* _EXERCISE REQUIREMENTS_
Recast every line of the records below as a Markdown table with a "Row" column for the row number and a "Line" column for the line, leaving out blank lines.

* _SUPPLIED DATA_
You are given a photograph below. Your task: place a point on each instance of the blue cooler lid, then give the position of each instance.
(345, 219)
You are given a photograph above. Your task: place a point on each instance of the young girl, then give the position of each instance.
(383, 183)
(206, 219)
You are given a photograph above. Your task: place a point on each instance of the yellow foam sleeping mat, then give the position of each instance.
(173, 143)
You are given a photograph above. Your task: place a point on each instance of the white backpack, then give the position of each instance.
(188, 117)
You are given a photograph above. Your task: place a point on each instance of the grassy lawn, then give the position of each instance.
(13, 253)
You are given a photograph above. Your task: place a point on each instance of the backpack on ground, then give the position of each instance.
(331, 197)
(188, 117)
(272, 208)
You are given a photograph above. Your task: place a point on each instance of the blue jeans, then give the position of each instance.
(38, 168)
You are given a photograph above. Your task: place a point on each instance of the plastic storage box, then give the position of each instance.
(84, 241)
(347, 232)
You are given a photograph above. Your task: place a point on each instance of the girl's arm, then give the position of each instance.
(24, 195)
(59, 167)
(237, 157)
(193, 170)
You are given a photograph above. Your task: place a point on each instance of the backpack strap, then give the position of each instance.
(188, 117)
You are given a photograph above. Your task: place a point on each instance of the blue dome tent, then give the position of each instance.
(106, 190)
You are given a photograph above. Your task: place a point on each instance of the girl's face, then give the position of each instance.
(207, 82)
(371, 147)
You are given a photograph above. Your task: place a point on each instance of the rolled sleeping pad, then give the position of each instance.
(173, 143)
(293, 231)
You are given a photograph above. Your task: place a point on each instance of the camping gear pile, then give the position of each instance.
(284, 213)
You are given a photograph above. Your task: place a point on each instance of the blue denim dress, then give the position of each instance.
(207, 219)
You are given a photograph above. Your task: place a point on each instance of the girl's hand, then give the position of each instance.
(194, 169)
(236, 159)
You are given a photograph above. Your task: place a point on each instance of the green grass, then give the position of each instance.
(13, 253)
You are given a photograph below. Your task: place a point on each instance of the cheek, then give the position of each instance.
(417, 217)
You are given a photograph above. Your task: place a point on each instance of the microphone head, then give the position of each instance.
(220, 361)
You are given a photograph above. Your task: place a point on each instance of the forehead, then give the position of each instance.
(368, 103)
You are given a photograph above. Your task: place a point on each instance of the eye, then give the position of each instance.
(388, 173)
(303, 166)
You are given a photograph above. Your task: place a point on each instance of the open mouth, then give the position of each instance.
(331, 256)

* _EXERCISE ANSWER_
| Row | Line |
|---|---|
| 1 | You are given a photograph below. Your task: place a point on each instance of the blue cooler lid, then give the position of each instance. |
| 2 | (345, 219) |
| 3 | You are given a photograph above. Your task: place a point on each instance of the young girl, then give the position of each instance. |
| 4 | (383, 183) |
| 5 | (206, 219) |
| 6 | You are given a photograph above. Your task: place a point on each instance of the yellow foam sleeping mat, then give the position of each instance. |
| 7 | (173, 143) |
| 8 | You are given a photograph above. Your task: place a point on each instance of the white backpack, then give the position of each instance. |
| 9 | (188, 117) |
| 10 | You are given a photograph above. Your task: place a point on each instance of the grassy lawn, then give the position of each instance. |
| 11 | (13, 253) |
| 12 | You are given a photograph above. Your task: place a point on each instance of the backpack on ground, then give the position of each instance. |
| 13 | (331, 197) |
| 14 | (188, 117) |
| 15 | (272, 208) |
| 16 | You are given a photograph above. Your task: place a point on each instance of the blue jeans, then give the position of each instance. |
| 17 | (38, 168) |
| 18 | You are given a photograph above. Your task: place a point on each instance of the plastic storage box, then give the position of each instance. |
| 19 | (84, 241) |
| 20 | (347, 232) |
| 21 | You are given a photograph above. Your task: place a point on each instance of the girl's arm, then give the position of each instance. |
| 22 | (24, 195) |
| 23 | (59, 167) |
| 24 | (237, 157) |
| 25 | (193, 170) |
| 26 | You are given a photograph above. Your task: place a point on each instance of the backpack strap, then give the position of each instance. |
| 27 | (188, 117) |
| 28 | You are given a photograph above. Your task: place a point on each instance of the blue dome tent, then give the position of each instance. |
| 29 | (106, 190) |
| 30 | You are given a photograph above. Your task: place a point on each instance of the girl's face, then give the position of each instance. |
| 31 | (207, 82) |
| 32 | (371, 147) |
| 33 | You are given a photograph above. Your task: place a point on each instance of the rolled sleeping pad, then give the position of each instance. |
| 34 | (173, 143) |
| 35 | (293, 231) |
| 36 | You are given a photograph above. Your task: place a point on each instance of the camping gear pile, then give the position of each instance. |
| 37 | (284, 213) |
| 38 | You are given a photograph above. Your task: place a point on each instance of the blue denim dress, then give the position of each instance. |
| 39 | (207, 219) |
| 40 | You are given a photograph above. Your task: place a point on each instance of the girl's hand, then give the position of each instance. |
| 41 | (194, 169) |
| 42 | (236, 159) |
| 43 | You are given a photograph above. Your task: place a point on each instance of the green grass, then give the position of each instance. |
| 44 | (13, 253) |
| 45 | You are given a photograph below. Your task: place a point on each instance of the cheek, then give the position of each instance. |
| 46 | (417, 217) |
| 47 | You are given a photograph above. Your task: place a point on each instance of the microphone head, then give the position of each instance. |
| 48 | (220, 361) |
| 49 | You are given a photograph above. Your task: place a point on each instance of the forehead, then give the position of each instance. |
| 50 | (368, 103) |
| 51 | You are given a photograph above. Your task: place a point on each instance of the eye, then give the position of each instance. |
| 52 | (388, 173) |
| 53 | (303, 166) |
| 54 | You are given a photograph above. Your task: place a point on each instance of the open mouth, then give the position of each instance. |
| 55 | (331, 256) |